(Records from a data collection)

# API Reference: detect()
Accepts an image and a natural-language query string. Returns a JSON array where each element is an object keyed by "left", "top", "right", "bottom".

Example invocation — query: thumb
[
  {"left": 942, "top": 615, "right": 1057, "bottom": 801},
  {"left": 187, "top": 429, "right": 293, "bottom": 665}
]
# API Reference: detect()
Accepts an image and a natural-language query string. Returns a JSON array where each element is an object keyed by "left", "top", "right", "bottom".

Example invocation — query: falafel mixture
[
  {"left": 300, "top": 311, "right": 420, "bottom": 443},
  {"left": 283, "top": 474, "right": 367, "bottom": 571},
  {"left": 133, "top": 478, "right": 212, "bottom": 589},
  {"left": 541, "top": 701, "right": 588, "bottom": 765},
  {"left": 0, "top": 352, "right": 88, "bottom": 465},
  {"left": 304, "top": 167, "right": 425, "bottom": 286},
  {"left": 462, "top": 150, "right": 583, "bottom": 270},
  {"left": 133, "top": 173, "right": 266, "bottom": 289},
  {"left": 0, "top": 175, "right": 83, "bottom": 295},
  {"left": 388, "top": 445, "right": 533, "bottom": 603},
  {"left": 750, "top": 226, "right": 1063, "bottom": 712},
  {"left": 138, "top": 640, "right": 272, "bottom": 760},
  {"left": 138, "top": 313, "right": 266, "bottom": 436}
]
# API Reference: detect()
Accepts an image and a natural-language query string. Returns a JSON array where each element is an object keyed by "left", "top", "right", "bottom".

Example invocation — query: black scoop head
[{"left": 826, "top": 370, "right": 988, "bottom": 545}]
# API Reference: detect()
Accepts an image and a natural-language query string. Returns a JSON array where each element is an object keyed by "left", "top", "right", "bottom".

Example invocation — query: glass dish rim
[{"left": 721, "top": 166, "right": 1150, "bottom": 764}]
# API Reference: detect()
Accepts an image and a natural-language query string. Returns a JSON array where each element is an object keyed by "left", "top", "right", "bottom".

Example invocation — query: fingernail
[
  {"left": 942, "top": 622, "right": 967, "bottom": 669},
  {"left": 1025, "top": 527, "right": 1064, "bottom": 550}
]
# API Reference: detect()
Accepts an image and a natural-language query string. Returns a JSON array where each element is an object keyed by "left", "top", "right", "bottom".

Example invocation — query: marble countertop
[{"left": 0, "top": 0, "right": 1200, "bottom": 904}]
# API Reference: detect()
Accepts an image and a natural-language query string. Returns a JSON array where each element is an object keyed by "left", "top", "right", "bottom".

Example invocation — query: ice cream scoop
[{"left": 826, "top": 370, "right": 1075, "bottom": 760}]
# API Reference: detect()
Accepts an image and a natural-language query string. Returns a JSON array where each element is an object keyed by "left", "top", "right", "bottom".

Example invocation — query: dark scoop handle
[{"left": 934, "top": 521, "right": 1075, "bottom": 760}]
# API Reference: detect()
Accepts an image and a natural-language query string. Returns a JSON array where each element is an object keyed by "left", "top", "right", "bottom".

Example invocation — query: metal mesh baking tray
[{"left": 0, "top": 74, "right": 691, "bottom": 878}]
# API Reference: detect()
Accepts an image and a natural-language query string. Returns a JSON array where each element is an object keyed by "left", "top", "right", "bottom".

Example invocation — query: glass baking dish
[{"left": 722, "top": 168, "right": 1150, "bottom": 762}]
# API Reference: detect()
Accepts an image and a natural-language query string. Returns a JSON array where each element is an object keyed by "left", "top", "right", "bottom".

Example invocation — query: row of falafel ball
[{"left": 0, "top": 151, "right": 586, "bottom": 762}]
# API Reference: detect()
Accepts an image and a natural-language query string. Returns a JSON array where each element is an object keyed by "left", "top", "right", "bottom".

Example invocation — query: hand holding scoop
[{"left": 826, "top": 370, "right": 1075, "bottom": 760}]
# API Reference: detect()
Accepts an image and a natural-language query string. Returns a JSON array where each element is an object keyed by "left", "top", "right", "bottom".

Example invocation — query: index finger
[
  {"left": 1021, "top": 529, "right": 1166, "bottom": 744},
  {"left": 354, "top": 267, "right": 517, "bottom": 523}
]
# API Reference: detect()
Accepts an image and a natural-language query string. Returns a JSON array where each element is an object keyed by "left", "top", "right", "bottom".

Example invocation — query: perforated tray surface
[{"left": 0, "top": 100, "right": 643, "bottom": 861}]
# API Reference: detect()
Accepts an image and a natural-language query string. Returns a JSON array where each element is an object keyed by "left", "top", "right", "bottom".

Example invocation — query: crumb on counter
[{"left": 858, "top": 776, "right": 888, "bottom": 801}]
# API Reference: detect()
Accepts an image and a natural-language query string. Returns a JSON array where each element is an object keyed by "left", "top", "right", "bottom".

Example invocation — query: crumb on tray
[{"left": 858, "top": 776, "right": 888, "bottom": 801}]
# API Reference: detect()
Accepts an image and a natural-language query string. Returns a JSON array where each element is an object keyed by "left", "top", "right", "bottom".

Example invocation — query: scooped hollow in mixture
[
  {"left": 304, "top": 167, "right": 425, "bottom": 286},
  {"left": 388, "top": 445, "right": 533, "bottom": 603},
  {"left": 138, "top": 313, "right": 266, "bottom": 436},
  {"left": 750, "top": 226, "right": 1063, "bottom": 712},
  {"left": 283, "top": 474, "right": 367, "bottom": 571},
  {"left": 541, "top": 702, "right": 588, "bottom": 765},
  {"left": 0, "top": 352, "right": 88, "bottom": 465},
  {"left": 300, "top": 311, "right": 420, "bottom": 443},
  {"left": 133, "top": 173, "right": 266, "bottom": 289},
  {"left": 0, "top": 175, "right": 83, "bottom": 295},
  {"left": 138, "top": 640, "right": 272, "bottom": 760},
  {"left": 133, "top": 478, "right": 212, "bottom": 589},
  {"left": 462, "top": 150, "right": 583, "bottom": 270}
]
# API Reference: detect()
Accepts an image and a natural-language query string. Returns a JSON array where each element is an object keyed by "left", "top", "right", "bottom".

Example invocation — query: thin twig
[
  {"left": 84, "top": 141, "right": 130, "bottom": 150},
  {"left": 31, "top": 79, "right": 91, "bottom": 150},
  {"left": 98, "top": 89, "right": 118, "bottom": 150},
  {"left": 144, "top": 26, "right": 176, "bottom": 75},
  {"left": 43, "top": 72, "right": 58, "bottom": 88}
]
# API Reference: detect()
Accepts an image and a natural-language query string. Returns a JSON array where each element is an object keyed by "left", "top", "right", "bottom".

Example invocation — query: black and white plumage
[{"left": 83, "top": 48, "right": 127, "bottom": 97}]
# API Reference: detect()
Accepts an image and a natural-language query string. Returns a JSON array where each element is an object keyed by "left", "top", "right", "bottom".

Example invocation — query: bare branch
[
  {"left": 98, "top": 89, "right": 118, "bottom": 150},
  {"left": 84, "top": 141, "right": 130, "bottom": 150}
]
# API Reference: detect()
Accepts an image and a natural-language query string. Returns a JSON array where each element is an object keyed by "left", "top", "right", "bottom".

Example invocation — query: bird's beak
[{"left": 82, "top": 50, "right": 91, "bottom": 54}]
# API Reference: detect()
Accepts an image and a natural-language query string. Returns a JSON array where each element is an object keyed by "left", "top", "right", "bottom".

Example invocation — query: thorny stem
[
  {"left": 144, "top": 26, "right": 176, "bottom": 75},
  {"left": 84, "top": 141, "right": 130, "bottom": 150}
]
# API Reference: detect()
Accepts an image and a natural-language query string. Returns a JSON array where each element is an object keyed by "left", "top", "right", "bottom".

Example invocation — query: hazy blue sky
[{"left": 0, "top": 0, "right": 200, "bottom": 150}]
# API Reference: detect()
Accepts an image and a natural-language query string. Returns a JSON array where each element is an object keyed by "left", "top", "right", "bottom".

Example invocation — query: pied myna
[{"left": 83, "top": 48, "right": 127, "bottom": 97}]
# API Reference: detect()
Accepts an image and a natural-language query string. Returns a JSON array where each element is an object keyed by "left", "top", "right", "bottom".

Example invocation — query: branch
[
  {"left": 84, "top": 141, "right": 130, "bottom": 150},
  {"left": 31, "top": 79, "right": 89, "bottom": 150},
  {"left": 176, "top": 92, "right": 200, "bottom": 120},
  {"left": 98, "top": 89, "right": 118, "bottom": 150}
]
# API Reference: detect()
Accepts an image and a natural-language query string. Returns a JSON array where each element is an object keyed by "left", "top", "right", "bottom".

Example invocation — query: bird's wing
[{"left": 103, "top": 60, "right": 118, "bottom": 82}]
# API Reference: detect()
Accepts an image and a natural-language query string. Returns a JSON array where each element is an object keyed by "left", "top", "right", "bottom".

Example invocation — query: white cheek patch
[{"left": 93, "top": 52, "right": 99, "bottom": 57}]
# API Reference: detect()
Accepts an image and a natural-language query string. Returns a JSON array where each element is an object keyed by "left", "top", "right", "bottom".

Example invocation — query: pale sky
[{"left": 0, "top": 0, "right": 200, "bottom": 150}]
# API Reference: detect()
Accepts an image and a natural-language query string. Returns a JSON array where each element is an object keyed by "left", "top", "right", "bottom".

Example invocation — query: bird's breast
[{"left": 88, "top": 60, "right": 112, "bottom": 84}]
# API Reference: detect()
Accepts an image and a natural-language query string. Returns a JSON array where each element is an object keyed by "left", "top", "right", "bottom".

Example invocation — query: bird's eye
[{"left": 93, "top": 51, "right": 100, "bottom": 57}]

Brief ::
Pull out every line of the records that contains the word "mixture". Case counts.

Worked solution ::
Example invocation — query: falafel mixture
Example invocation — query: scooped hollow in mixture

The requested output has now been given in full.